▸ Written instruction: Rewrite all of the data below as a numbered list and skip every blank line. Leave the pictures out of your answer.

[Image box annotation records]

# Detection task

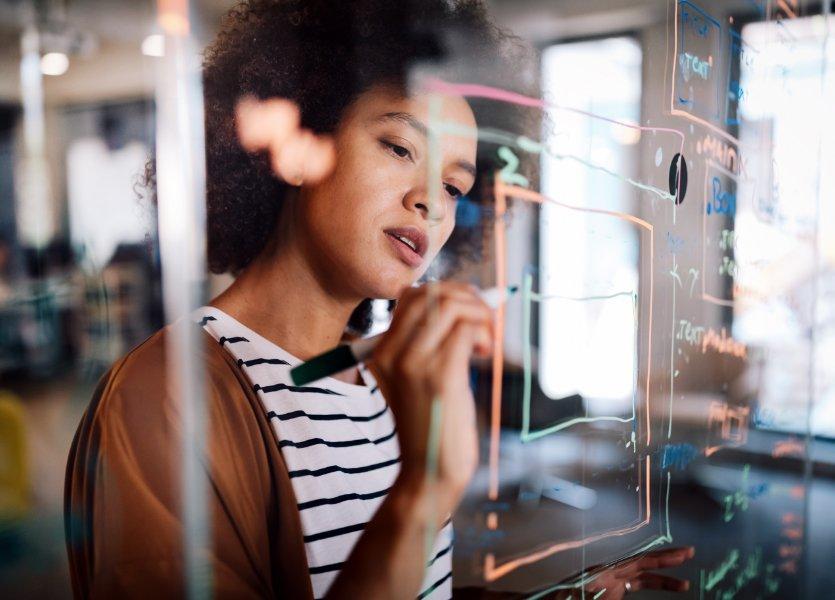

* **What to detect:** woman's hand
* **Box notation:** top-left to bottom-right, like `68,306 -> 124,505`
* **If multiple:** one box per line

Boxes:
235,97 -> 336,185
557,546 -> 695,600
368,282 -> 493,517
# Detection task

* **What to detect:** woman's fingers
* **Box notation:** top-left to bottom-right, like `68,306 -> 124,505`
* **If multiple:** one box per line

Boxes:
235,97 -> 336,185
629,573 -> 690,592
616,546 -> 695,577
405,296 -> 493,357
382,281 -> 489,360
235,97 -> 300,152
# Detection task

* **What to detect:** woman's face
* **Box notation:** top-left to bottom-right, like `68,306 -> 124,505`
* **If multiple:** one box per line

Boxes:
295,87 -> 476,298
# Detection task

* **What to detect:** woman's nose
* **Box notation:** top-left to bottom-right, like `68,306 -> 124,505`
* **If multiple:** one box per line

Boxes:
403,189 -> 448,222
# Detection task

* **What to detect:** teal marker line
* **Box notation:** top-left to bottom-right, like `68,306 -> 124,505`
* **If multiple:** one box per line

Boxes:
531,291 -> 638,302
437,121 -> 675,204
519,288 -> 638,443
522,273 -> 533,441
423,396 -> 443,562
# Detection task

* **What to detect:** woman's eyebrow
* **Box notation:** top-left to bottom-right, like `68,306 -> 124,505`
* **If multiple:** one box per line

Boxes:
374,112 -> 476,177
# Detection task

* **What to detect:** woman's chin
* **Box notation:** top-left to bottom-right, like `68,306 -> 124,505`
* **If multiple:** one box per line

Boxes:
364,269 -> 420,300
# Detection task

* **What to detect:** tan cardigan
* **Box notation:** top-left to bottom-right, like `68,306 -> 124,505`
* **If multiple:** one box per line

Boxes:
64,328 -> 313,600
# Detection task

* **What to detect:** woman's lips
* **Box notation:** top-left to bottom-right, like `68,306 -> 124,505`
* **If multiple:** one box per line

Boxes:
384,231 -> 423,269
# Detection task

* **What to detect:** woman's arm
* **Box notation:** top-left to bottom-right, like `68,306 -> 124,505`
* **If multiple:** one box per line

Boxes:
328,282 -> 493,598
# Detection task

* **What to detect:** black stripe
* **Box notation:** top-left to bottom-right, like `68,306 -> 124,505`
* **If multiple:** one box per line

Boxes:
252,383 -> 342,396
267,405 -> 388,422
238,358 -> 290,367
309,562 -> 345,575
278,430 -> 397,448
304,523 -> 366,544
298,487 -> 391,510
290,456 -> 400,479
418,571 -> 452,600
426,542 -> 452,568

▸ Output of the task:
1. # Detection task
2. * **What to detect:** woman's hand
3. * **Box notation:** top-left to bottom-right, like `68,306 -> 124,505`
4. * **If multiple:** one box per line
5. Boxes:
6. 235,97 -> 336,185
7. 557,546 -> 695,600
8. 368,282 -> 493,517
9. # Detection task
10. * **What to detect:** woman's fingers
11. * **Box notation:** top-left to bottom-right, like `68,306 -> 124,505`
12. * **If multiple:** one box per line
13. Boxes:
14. 235,97 -> 336,185
15. 629,573 -> 690,592
16. 616,546 -> 695,577
17. 405,296 -> 493,357
18. 382,281 -> 489,360
19. 235,97 -> 300,152
20. # Detection task
21. * **What to detect:** woman's face
22. * **Box notation:** top-left to bottom-right, like `68,306 -> 124,505`
23. * **If multiple:** one box per line
24. Boxes:
25. 295,87 -> 476,298
26. # Detection task
27. * **What to detect:** woman's nose
28. * **Box notation:** top-left to bottom-right, like `68,306 -> 124,505`
29. * **If multiple:** one box per line
30. Boxes:
31. 403,189 -> 448,222
32. # Detection task
33. * **What to detect:** teal marker line
34. * **Box notation:** top-left to bottom-right, like `68,306 -> 124,505`
35. * **If multiple:** one box per line
36. Boxes:
37. 531,291 -> 638,302
38. 437,121 -> 675,204
39. 519,288 -> 638,443
40. 522,273 -> 533,441
41. 423,396 -> 443,562
42. # Detection task
43. * **What to detect:** woman's eyebrow
44. * **Box notation:** top-left to bottom-right, like `68,306 -> 124,505`
45. * **If multiple:** one box per line
46. Boxes:
47. 374,112 -> 476,177
48. # Detection task
49. * **What to detect:** woman's chin
50. * **Box notation:** top-left to bottom-right, like `68,306 -> 124,505`
51. * **If multiple:** one box per line
52. Boxes:
53. 364,269 -> 420,300
54. # Detection task
55. * **What to detect:** tan cardigan
56. * **Box notation:** top-left to bottom-right, like `68,306 -> 124,505`
57. * **If multiple:** one box per line
58. Boxes:
59. 64,328 -> 313,600
60. # Detection task
61. * **What to detect:** woman's lips
62. * **Box notation:** top-left to bottom-right, like `68,306 -> 124,505`
63. * **If multiple:** one box per line
64. Boxes:
65. 384,231 -> 423,269
66. # Detection task
67. * **What to detect:** woman's arm
68. * **Box notation:** top-left to bottom-right, like `68,306 -> 124,505`
69. * **If multiple:** one box per line
70. Boxes:
71. 328,282 -> 493,598
72. # Detection task
73. * **What to detect:** black stripe
74. * **Box notation:** top-left to bottom-right, like `68,306 -> 124,505`
75. * **If multiple:** one box per line
76. Boxes:
77. 252,383 -> 342,396
78. 267,405 -> 388,422
79. 238,358 -> 290,367
80. 309,562 -> 345,575
81. 278,430 -> 397,448
82. 304,523 -> 366,544
83. 298,487 -> 391,510
84. 290,456 -> 400,479
85. 418,571 -> 452,600
86. 426,542 -> 452,568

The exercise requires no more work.